Document segment.
Start

Fashion, essentially, is wearable art.

To a lot of people, it’s more accessible and engaging than a painting in a gallery or sculpture in a museum garden. So it’s not surprising that some Portland designers with art backgrounds are making their marks right now on the fashion world, locally and nationally.

Recent Maine College of Art graduates Jordan Carey and Madison Poitrast-Upton have launched a Portland fashion brand called Loquat, with a mission to empower marginalized people and honor their traditions. They started selling their work early this year added a line of brightly-colored camouflage clothes in the past month.

Alice Yardley of Portland previously taught art to high schoolers in New York City, but missed creating things herself. That realization led her to making and selling handbags out of her home and studio. Her latest bags, with sharp geometric designs and creatively paired color combinations, were featured in a socially distanced New York Fashion Week show in September.

End

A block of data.
Start

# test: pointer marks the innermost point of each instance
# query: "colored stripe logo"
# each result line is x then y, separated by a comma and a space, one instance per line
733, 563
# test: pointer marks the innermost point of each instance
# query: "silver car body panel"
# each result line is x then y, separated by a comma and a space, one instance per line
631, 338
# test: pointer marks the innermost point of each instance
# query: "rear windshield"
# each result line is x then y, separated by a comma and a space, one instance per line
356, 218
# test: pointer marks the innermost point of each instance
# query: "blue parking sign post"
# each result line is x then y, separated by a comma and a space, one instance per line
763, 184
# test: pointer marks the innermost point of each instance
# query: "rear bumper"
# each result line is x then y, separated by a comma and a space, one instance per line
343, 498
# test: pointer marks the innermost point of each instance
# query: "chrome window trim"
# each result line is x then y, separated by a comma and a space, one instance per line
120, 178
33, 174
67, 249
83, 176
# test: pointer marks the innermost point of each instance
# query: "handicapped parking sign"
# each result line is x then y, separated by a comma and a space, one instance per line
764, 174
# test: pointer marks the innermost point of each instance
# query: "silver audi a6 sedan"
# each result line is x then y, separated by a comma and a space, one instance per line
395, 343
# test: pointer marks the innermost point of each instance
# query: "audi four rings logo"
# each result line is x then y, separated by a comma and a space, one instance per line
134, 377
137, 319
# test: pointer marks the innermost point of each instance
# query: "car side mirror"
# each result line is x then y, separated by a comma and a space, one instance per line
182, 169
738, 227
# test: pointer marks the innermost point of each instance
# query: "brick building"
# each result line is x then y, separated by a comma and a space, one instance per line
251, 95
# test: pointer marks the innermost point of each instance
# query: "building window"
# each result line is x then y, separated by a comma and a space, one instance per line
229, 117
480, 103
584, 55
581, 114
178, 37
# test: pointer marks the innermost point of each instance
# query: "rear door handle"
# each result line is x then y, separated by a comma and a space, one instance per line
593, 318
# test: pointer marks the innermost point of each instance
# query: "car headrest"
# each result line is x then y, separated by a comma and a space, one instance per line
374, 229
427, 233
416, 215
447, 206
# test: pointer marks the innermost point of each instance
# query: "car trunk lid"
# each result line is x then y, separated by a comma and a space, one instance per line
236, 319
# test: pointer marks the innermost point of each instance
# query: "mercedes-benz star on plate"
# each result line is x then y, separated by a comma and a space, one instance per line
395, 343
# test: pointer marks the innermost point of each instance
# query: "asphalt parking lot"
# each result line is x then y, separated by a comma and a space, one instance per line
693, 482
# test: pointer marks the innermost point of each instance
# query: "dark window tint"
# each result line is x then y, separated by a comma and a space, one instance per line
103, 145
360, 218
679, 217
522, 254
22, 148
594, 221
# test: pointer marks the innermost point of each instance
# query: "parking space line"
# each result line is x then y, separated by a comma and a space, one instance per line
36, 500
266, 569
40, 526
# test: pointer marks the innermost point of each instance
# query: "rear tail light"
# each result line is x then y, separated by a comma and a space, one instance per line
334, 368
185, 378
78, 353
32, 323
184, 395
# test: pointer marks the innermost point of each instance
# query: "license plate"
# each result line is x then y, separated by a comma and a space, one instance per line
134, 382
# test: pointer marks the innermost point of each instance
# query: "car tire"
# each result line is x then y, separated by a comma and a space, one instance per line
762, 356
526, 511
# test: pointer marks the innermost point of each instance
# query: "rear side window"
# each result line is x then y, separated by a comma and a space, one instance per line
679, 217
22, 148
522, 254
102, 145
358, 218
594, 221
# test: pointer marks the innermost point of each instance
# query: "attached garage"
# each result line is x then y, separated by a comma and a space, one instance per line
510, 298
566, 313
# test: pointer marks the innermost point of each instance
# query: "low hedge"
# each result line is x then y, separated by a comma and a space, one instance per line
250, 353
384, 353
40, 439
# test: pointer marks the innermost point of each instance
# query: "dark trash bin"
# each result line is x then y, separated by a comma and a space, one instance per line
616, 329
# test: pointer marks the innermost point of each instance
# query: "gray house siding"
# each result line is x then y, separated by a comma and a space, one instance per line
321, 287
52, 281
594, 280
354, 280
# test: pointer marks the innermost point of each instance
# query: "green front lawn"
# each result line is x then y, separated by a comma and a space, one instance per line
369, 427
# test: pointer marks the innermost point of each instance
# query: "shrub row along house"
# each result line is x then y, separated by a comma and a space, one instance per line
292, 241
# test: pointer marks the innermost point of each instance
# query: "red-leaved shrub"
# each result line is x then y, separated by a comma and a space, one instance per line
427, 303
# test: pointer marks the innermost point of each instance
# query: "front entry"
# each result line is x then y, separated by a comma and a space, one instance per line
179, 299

End
Start

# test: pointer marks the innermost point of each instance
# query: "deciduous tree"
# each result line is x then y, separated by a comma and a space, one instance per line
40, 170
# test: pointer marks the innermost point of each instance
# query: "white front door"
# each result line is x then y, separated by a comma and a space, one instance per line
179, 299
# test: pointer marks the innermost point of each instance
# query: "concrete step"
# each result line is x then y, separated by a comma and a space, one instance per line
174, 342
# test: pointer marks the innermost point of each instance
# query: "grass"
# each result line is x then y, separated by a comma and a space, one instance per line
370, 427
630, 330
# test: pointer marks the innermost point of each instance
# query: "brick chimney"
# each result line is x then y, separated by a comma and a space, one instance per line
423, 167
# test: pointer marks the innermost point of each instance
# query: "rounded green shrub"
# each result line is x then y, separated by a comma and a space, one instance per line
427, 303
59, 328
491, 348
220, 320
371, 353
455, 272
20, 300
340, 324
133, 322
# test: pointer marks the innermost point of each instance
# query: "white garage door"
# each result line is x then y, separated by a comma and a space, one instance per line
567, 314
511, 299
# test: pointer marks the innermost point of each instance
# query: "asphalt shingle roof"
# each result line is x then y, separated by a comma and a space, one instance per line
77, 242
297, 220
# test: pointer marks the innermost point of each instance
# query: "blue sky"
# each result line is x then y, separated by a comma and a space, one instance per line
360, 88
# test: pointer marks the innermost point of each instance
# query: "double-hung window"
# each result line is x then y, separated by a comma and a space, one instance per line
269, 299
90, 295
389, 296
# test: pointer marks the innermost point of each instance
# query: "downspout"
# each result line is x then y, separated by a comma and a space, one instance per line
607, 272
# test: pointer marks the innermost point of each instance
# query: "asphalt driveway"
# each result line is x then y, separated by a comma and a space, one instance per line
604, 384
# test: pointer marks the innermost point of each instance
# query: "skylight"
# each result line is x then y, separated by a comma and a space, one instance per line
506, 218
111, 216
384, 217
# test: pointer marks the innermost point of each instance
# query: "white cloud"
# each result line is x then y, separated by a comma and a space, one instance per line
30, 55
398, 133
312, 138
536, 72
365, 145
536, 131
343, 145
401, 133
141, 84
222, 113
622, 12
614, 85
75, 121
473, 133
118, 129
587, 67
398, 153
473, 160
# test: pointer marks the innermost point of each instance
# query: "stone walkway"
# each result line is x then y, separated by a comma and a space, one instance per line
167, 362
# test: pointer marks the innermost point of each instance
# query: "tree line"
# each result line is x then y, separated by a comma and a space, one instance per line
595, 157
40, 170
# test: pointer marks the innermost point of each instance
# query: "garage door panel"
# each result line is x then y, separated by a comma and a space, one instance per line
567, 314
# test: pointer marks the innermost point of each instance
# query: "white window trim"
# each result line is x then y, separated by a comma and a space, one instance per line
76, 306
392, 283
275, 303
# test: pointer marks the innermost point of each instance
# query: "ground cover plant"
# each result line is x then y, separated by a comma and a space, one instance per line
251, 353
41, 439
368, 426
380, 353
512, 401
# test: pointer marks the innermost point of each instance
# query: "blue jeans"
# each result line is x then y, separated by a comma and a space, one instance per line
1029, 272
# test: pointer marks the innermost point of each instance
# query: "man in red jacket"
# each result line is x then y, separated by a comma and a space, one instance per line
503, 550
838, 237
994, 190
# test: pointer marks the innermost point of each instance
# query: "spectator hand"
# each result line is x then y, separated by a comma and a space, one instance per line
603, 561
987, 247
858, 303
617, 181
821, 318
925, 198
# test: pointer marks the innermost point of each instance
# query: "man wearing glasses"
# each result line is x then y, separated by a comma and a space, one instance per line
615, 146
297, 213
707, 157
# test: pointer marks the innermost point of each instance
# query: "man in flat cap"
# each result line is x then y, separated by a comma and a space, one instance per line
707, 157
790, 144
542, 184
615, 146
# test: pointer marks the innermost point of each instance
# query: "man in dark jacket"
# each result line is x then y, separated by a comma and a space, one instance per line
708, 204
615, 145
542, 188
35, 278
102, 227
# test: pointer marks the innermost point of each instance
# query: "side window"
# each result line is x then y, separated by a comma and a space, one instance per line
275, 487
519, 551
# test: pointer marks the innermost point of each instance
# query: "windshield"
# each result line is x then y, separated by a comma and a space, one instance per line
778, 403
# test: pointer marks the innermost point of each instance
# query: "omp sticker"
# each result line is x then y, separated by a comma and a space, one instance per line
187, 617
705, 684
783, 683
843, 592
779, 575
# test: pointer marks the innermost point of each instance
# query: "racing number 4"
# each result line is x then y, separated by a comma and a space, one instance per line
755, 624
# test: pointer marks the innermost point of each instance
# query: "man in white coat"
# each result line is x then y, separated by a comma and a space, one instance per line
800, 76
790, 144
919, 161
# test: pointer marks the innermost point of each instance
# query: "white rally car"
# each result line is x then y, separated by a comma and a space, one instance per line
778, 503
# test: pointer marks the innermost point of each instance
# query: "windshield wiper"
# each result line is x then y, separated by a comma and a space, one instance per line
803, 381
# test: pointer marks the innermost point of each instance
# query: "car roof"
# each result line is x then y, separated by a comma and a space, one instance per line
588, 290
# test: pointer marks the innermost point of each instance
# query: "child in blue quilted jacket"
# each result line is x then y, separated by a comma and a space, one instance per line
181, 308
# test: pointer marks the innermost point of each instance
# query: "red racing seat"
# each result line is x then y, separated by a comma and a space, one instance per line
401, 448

End
Start

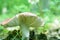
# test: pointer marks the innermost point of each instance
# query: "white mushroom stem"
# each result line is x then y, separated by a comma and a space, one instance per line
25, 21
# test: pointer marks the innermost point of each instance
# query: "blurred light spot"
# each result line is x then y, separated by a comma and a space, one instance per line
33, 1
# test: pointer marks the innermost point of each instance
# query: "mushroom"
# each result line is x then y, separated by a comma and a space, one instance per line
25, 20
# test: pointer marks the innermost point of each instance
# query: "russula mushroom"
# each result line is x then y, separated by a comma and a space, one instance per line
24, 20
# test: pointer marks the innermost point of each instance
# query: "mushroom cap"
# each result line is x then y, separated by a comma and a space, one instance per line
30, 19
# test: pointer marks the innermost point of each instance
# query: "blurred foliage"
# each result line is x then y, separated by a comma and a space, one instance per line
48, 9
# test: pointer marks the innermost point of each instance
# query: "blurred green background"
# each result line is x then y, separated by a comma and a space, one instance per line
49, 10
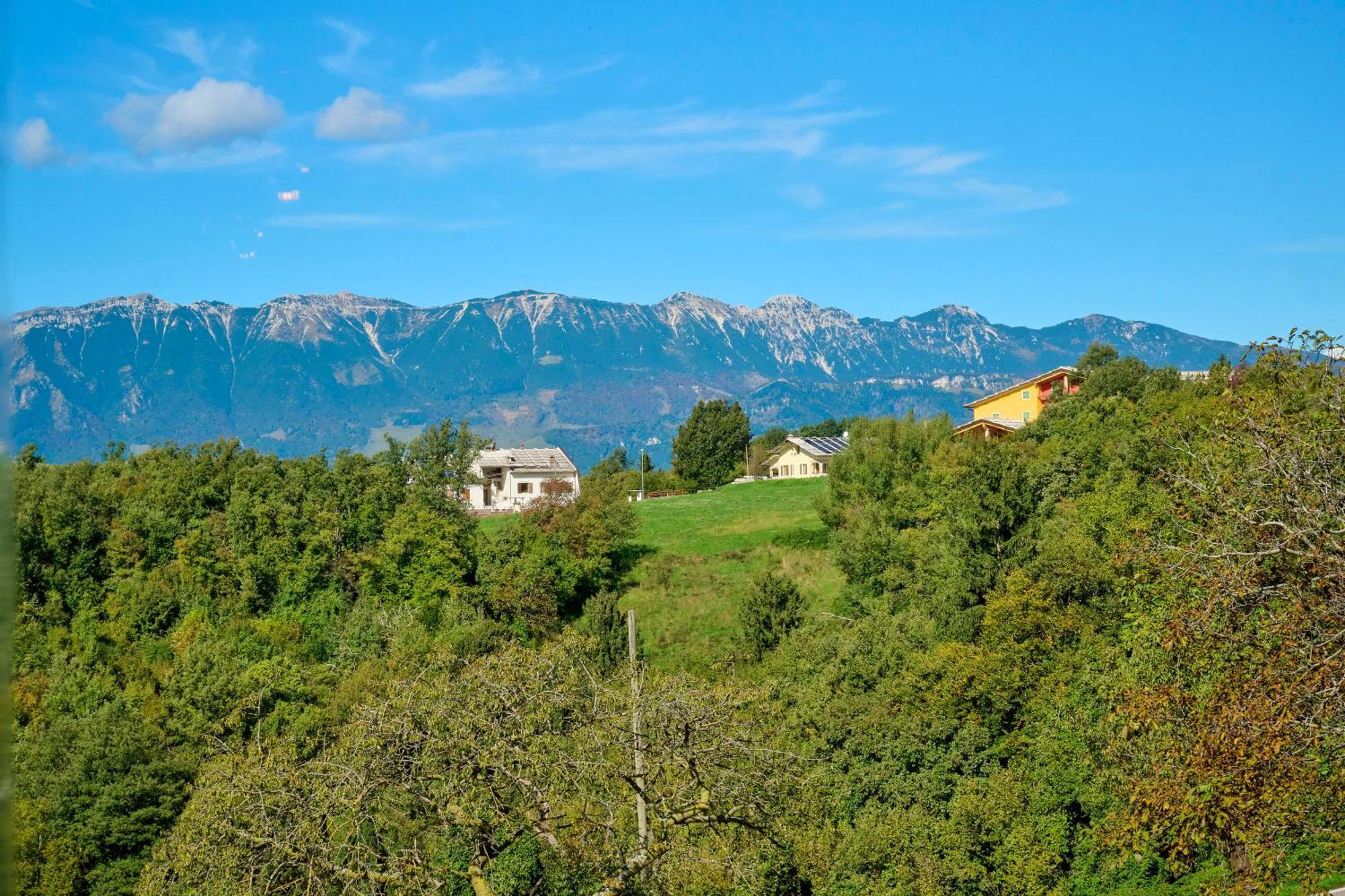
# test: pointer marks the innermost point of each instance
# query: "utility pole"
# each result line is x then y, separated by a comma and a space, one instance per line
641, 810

End

Task directions.
Reproduce word for word the part of the article on Portland fashion designers that opens with the words containing "Alice Yardley of" and closes with "show in September.".

Answer in full.
Alice Yardley of Portland previously taught art to high schoolers in New York City, but missed creating things herself. That realization led her to making and selling handbags out of her home and studio. Her latest bags, with sharp geometric designs and creatively paired color combinations, were featured in a socially distanced New York Fashion Week show in September.